### Given task
Repeat every line of the records below, swapping "white bell lamp shade" for "frosted glass lamp shade" and leaving everything else unchanged.

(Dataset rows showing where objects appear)
######

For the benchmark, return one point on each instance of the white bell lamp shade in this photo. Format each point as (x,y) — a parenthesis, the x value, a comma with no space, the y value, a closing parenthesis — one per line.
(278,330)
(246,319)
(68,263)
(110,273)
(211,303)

######

### Solution to this task
For the benchmark, return one point on each instance of the frosted glass lamp shade in this photo. Format each point as (x,y) — a parenthesis, the x value, a comma with no space, the y value, a closing parenthesis — one per line.
(278,330)
(246,319)
(68,263)
(110,273)
(211,303)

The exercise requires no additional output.